(Document excerpt begins)

Actually, I don't have Absolute Faith in Military Medals &
Awards, just a moderate respect for them. COs get a
certain amount of egoboo and Brownie Points from having
a large number of the troops under their command who
have such citations, so they tend to write-up their
recommendations in (largely formulaic) words that make
the actions sound as impressive as possible, perhaps even
stretching or bending the truth a little. But in my
experience they were always careful to avoid outright
falsehoods. I'm reasonably certain the higher-level
Reviewing Officers check facts carefully, and disallow any
applications that they find the least bit questionable.
Re: Purple Hearts
I confess to disliking the way this Award has become a
catch-all to cover both serious wounds and trivial minor
injuries, but that _does_ seem to be its intended nature.

(Document excerpt ends)

Write the next part of the commentary on military medals and awards, picking up after its final sentence about the Purple Heart.

(Exercise data begins)

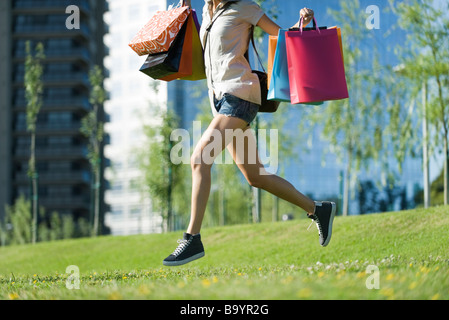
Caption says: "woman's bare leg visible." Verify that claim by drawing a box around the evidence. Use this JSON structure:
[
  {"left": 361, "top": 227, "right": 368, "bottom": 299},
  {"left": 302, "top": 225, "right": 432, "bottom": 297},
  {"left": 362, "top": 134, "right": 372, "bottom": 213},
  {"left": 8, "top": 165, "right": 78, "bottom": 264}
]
[
  {"left": 187, "top": 115, "right": 247, "bottom": 234},
  {"left": 227, "top": 128, "right": 315, "bottom": 213}
]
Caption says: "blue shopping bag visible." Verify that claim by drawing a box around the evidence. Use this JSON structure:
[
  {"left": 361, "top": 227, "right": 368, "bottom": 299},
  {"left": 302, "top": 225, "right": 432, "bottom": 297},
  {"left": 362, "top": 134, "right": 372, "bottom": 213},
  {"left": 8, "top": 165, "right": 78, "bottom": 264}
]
[
  {"left": 268, "top": 30, "right": 323, "bottom": 106},
  {"left": 268, "top": 30, "right": 291, "bottom": 102}
]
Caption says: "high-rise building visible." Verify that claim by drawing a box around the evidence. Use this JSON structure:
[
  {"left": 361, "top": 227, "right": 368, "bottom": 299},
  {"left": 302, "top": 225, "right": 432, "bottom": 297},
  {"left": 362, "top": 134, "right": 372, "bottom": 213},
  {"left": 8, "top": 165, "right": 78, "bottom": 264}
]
[
  {"left": 105, "top": 0, "right": 168, "bottom": 235},
  {"left": 0, "top": 0, "right": 107, "bottom": 228}
]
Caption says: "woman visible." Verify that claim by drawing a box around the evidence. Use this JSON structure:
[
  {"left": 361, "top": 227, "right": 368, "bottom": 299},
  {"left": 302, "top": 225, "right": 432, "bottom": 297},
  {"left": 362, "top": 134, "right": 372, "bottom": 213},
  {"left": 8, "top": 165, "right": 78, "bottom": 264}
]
[{"left": 163, "top": 0, "right": 336, "bottom": 266}]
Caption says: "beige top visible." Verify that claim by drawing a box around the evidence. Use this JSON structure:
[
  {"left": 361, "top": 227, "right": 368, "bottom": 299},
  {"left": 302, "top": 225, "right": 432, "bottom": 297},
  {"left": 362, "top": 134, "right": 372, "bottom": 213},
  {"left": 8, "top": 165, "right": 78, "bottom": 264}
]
[{"left": 200, "top": 0, "right": 264, "bottom": 105}]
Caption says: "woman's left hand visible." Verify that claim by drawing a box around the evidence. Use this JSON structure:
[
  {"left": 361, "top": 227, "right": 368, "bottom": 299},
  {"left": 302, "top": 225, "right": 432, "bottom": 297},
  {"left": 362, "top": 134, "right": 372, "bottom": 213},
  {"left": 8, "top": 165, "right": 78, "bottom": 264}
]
[{"left": 293, "top": 8, "right": 315, "bottom": 28}]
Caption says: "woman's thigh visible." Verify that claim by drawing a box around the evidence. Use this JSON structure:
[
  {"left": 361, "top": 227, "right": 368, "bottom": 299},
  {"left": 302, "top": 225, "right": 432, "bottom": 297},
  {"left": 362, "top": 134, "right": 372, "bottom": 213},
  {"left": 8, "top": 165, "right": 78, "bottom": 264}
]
[{"left": 192, "top": 114, "right": 248, "bottom": 166}]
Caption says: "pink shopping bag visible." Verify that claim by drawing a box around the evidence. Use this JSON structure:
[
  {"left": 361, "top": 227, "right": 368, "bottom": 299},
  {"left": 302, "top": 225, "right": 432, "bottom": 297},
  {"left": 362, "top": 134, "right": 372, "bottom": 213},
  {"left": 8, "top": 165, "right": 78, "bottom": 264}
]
[
  {"left": 286, "top": 17, "right": 349, "bottom": 104},
  {"left": 129, "top": 6, "right": 190, "bottom": 56}
]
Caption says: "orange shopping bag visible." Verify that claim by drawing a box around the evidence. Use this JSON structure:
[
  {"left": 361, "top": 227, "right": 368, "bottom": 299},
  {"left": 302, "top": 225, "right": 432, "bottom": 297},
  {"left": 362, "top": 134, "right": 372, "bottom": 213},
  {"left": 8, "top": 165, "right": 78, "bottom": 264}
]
[
  {"left": 159, "top": 14, "right": 196, "bottom": 82},
  {"left": 267, "top": 36, "right": 278, "bottom": 87},
  {"left": 129, "top": 6, "right": 190, "bottom": 56},
  {"left": 181, "top": 9, "right": 206, "bottom": 81}
]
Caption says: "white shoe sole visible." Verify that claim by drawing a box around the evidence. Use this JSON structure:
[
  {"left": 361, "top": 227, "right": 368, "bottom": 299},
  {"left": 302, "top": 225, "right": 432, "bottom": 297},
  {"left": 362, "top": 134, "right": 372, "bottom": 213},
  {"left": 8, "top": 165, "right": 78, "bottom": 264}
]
[
  {"left": 322, "top": 202, "right": 337, "bottom": 247},
  {"left": 163, "top": 252, "right": 206, "bottom": 267}
]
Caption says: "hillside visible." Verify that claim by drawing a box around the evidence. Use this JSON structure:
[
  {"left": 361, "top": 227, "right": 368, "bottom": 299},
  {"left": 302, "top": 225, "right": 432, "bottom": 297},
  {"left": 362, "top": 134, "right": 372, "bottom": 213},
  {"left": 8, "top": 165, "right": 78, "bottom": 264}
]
[{"left": 0, "top": 207, "right": 449, "bottom": 299}]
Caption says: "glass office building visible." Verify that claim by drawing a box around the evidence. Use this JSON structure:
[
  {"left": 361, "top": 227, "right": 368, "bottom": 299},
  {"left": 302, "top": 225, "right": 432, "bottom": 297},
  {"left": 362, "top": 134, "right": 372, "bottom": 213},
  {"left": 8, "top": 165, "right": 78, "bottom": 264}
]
[
  {"left": 176, "top": 0, "right": 430, "bottom": 214},
  {"left": 0, "top": 0, "right": 107, "bottom": 225}
]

(Exercise data ends)

● **Written response**
(Rumor had it, in the '50s, that the medal itself, with
attendant ribbon, cost about seventeen cents to make, and
I'd wager that more than one G.I. has expressed a
preference, perhaps not entirely seriously, for getting the
money instead.)
On a more personal level.... I do not in the least regret the
action I took, while a Medic with the 40th Division in
Korea c. 1952, to help prevent the Purple Heart from being
excessively (in my opinion) degraded. A young
replacement Lieutenant, fresh out of OCS, came to me for
treatment of an injury -- removal of a small splinter of
wood from his left upper-arm. It was the kind of thing
most people would take care of themselves, or that I might
do without writing it up, but he insisted on having all the
formal paperwork done ... and made the mistake of
mentioning the words "Purple Heart" in a seriously eager
tone of voice.
The removal of the splinter might not have been quite as
gentle as was within my power, but I was scrupulously
meticulous in recording all the details on the proper
Forms -- something like "splinter of wood, approx. 2
inches long & 1/16 in. in diameter at the widest part ...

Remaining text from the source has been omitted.